→ **Aim of the exercise**:
Rewrite every line of the items below as a single numbered list, leaving out any blank lines.

### Data records

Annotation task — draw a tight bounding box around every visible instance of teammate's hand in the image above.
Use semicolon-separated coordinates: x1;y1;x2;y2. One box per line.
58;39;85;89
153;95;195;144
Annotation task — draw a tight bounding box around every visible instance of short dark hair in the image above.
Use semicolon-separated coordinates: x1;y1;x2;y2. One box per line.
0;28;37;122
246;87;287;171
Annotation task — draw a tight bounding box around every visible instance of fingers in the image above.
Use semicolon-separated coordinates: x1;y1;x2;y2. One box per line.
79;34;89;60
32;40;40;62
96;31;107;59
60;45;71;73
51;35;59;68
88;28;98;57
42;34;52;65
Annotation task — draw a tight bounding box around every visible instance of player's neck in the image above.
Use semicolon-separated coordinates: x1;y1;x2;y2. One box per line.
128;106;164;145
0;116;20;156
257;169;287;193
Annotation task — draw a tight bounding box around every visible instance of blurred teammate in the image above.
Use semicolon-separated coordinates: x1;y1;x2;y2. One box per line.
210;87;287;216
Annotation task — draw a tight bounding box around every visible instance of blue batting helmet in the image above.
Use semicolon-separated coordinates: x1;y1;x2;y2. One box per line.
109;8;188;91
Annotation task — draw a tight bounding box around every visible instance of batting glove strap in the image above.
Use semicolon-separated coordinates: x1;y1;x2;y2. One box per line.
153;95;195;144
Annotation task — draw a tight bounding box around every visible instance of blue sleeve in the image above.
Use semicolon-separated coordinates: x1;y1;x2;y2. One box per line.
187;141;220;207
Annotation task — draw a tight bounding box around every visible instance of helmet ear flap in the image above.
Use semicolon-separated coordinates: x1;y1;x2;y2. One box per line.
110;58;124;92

######

→ **Task answer**:
1. Annotation task — draw a tight bounding box around every visible instance of teammate's hand in the image above.
2. Use semicolon-separated coordinates: x1;y1;x2;y2. One box per line.
3. 58;39;85;89
4. 153;95;195;144
5. Annotation task — draw a tight bounding box around every visible instance of short dark hair in the image above.
6. Use semicolon-separated coordinates: x1;y1;x2;y2. One box per line.
7. 0;28;37;122
8. 246;87;287;171
9. Annotation task — draw a tight bounding box around every visible instance of fingers in the image above.
10. Use semicolon-separated coordinates: x1;y1;x2;y2. One box per line.
11. 79;34;89;60
12. 32;40;40;62
13. 96;31;107;59
14. 60;45;71;73
15. 51;35;59;68
16. 88;28;98;57
17. 42;34;52;65
18. Annotation task — draw a tight bounding box around every visible instance of player's neck in the image above.
19. Use semicolon-separated coordinates: x1;y1;x2;y2. One box per line.
20. 128;106;164;145
21. 0;116;20;156
22. 257;169;287;193
23. Annotation task — draw a tight bounding box around every visible instance of blurred teammate in the image above.
24. Use semicolon-separated coordinates: x1;y1;x2;y2. One box per line.
25. 210;87;287;216
26. Annotation task — draw a tight bounding box around every visible instance of blue batting helmet in the image above.
27. Use semicolon-separated coordinates: x1;y1;x2;y2. One box per line.
28. 109;8;188;91
29. Annotation task — draw a tight bounding box around every visible instance of batting glove strap in the image above.
30. Use semicolon-separated coordinates: x1;y1;x2;y2. One box per line.
31. 153;95;195;144
32. Annotation task — draw a tight bounding box around every visible instance of blue sleeve in the image above.
33. Use semicolon-separated coordinates: x1;y1;x2;y2. One box per line.
34. 187;141;220;207
35. Annotation task — draw a tight bounding box around every visible instance of helmet ear flap in the image above.
36. Use semicolon-separated coordinates: x1;y1;x2;y2. One box per line.
37. 110;58;124;92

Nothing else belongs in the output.